◆ **Texto de la página**
**********
Effy Luz Vázquez López
En aquellas inolvidables ferias del barrio de Santiago, suburbio representativo de la clase media meridana de los años cuarenta a cincuenta del siglo pasado, había tantos atractivos para grandes y chicos, que todos quedaban satisfechos después de pasar horas en sus instalaciones.
Mi primer cochinito de barro lo gané ensartando aros en una serie de seis, sin fallar ninguno; tenía ocho o nueve años. Los premios de esos juegos tenían la característica de ser objetos artesanales, fueran de barro, madera o trapo, como las simpáticas muñecas de calcetín que hacia mi abuelita Felicitas (Chichí Feliz), con ojos de botones negros, aretes de sarta de lentejuelas y chaquiras, vestiditos de retazos de tela, o tejidos de estambre. Había también baleros de madera de diversos tamaños, pelotas de hilo de cáñamo, rehiletes de lata o latón, sonajas de madera, en fin… el paraíso de la juguetería infantil de la época.
Para las señoritas en vías de casarse y las amas de casa ya en funciones, las instalaciones de la Lotería Mexicana o del Kisinito, como la conocemos aquí, era un imán que no podían resistir, pues no eran pocas las que salían de ahí con juegos de platos, vasos, ollas, sartenes, que se integraban de inmediato a su menaje de cocina o a su vajilla de cristalería. En casa teníamos preciosos juegos de jarras y vasos de cristal rosado o verde claro, con cuadritos en realce, que daban una presencia de frescura a las bebidas que contenían. Esos eran “el botín” de mi hermana Julia y su novio eterno durante once años y luego flamante y fiel esposo durante cincuenta y cinco más.
**********
◆ **Material para trabajar**
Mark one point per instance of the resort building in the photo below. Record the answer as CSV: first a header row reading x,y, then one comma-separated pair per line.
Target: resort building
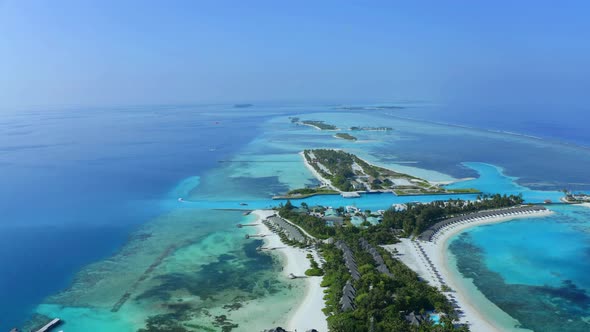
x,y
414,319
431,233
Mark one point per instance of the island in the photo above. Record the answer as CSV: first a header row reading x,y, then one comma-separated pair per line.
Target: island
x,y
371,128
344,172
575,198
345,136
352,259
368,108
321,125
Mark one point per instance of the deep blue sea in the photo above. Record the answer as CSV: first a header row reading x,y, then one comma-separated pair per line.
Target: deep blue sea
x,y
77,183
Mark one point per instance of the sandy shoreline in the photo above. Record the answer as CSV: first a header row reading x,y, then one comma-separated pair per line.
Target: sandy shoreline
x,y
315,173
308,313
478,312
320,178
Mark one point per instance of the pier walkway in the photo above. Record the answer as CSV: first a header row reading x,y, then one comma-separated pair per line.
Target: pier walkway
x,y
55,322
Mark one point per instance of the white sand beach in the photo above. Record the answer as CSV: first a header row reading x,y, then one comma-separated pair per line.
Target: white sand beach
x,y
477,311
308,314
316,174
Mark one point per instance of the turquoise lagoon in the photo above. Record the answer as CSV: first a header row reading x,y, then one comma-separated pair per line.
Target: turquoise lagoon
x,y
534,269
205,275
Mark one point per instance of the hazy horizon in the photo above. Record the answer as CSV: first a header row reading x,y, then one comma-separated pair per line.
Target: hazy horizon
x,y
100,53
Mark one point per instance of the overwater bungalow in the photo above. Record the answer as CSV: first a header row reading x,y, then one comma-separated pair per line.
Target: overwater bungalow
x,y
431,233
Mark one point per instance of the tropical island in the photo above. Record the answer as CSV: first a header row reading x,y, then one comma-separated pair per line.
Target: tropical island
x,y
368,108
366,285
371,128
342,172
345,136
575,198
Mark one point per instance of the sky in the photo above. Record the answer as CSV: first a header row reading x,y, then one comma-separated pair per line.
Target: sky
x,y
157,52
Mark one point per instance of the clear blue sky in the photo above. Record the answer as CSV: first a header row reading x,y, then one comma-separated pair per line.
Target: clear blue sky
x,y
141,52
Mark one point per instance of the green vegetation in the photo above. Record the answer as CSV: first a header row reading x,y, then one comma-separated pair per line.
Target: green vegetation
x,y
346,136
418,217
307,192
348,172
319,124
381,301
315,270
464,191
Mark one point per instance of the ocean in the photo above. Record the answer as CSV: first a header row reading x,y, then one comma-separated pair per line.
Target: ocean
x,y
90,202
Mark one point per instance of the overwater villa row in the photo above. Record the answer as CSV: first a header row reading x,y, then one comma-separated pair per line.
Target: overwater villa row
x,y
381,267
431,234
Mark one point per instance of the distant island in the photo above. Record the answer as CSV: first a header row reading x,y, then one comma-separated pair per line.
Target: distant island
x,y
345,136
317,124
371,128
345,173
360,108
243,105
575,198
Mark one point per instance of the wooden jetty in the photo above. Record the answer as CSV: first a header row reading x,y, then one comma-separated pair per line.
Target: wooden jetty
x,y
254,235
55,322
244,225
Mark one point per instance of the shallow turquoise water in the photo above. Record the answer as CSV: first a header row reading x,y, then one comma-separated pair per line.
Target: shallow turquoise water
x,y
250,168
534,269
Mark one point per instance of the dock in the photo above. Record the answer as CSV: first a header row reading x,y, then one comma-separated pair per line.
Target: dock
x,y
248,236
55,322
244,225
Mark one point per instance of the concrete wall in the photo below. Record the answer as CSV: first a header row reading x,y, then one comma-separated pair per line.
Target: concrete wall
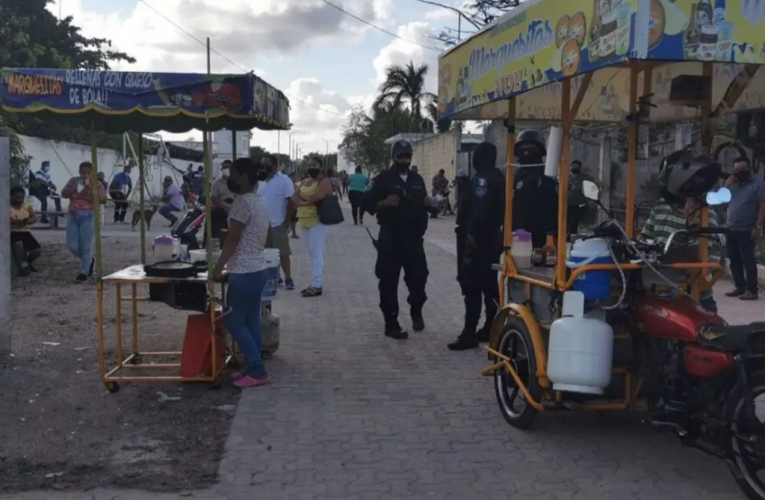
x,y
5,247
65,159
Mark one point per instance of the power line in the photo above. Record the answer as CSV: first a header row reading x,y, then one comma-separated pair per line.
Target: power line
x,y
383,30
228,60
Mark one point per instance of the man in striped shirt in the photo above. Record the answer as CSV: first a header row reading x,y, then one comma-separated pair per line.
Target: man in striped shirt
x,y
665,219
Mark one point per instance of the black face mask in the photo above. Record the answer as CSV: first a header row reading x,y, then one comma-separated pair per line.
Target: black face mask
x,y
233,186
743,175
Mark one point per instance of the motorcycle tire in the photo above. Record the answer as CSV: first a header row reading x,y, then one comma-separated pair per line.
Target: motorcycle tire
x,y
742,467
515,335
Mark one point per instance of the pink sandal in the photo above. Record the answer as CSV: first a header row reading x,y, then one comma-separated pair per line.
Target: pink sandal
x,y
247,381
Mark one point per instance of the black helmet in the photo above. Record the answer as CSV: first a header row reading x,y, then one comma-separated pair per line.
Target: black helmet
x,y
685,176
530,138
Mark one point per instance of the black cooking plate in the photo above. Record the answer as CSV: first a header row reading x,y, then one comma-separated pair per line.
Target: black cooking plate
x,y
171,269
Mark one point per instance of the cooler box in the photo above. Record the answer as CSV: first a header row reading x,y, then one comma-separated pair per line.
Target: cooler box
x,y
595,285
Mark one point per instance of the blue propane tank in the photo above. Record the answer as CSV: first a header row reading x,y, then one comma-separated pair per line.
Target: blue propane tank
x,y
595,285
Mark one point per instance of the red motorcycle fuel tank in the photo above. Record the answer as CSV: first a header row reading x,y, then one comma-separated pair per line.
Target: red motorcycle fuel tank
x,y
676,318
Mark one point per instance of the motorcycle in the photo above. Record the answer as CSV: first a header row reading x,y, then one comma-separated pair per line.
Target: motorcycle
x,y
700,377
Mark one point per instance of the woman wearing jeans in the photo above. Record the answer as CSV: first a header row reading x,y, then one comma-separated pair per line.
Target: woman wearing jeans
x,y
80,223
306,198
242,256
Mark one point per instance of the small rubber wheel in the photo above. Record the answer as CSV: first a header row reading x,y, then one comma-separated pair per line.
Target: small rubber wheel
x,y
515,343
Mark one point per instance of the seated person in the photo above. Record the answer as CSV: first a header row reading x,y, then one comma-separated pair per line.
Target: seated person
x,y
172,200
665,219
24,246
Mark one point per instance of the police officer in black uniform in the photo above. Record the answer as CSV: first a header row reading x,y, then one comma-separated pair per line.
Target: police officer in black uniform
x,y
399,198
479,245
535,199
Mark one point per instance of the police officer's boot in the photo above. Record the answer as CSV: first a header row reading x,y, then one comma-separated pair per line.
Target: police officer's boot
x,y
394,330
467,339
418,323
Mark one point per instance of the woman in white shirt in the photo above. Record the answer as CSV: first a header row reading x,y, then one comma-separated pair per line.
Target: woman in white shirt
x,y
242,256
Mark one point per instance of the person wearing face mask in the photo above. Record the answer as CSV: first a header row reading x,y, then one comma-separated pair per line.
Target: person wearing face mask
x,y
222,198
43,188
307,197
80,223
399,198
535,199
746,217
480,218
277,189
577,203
**********
◆ **Problemas**
1. Señala cada línea de las entradas que lleve la palabra "tire" y cópiala tal cual.
2. Sigue escribiendo el texto sobre las ferias del barrio de Santiago a partir de su última oración.

◆ **Respuestas de ejercicios**
1.
Mark one point per instance of the motorcycle tire in the photo above. Record the answer as CSV: first a header row reading x,y, then one comma-separated pair per line.
Target: motorcycle tire

2.
No había noche que fueran a la feria, que no regresaran con algunos objetos de estos que hablábamos o una charola con vasitos barrilitos o con asa, para consumo cervecero.
Habían también entre los atractivos premios: cafeteras, sartenes, cuchillería, ollas de diversos tamaños, platos con bonitos adornos en las orillas, en fin, desde que el voceador comenzaba a dar sus instrucciones del tipo de sorteo que se jugaría, que podía ser: cuadro grande, cuadro chico, normal, cartilla llena, etc. “Clientas y clientes” se preparaban con sus maicitos, corcholatas, fichas de colores, o lo que dieran para apuntar. La adrenalina solía subirse al cogote y de ahí a la garganta para gritar: ¡Aquí, aquí, Lotería, Lotería!
¡El que le cantó a San Pedro! ¡El músico cicatero! ¡El Nopal Verde y sus tunas! ¡La Calavera c’olis! ¡El Cazo es que te estás pelando! ¡El Catrín forzado! ¡El que pica por la cola! ¡El Mundo y el que lo carga! ¡…!
Me atrevo a asegurar que en aquel entonces, no había familia del centro de Mérida y sus rumbos circunvecinos, que no hubiera tenido en sus cocinas o alacenas, algún objeto proveniente de la Lotería del Kisinito.
Ahora tenemos “Kasino” en vez de “Kisines” y la Lotería sería no tenerlos.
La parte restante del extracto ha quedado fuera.